--- begin ---

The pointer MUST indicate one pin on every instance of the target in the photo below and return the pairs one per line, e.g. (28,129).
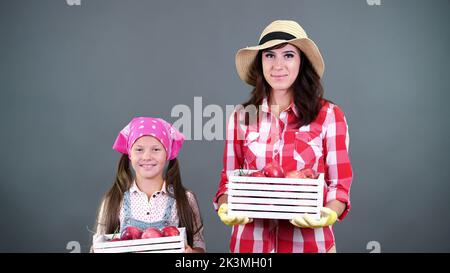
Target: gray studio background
(72,76)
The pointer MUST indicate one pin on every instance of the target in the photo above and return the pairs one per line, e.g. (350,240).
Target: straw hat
(278,32)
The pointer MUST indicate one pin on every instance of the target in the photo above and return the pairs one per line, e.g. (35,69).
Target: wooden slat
(271,208)
(280,201)
(138,248)
(273,187)
(234,192)
(273,215)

--- end ---

Problem description:
Reproduce every line of the records above, requests included, and adjust each coordinate in the answers by -37. Leave the pictures out of your answer.

Response:
The pointer MUST indicate one pin on every instance of the target in the photo below and return the pairs one per line, e.g. (28,129).
Target: gray studio background
(35,39)
The pointer MUST indicate one pin on every instance of the target in the photo above and return the pairs one per line, e.g. (350,240).
Target: straw hat
(241,-5)
The pointer MUST indicate one pin on every instance of the target in the photo above and return the pairs one per line, e.g. (35,69).
Target: wooden slat
(234,171)
(243,164)
(101,211)
(236,150)
(197,155)
(236,178)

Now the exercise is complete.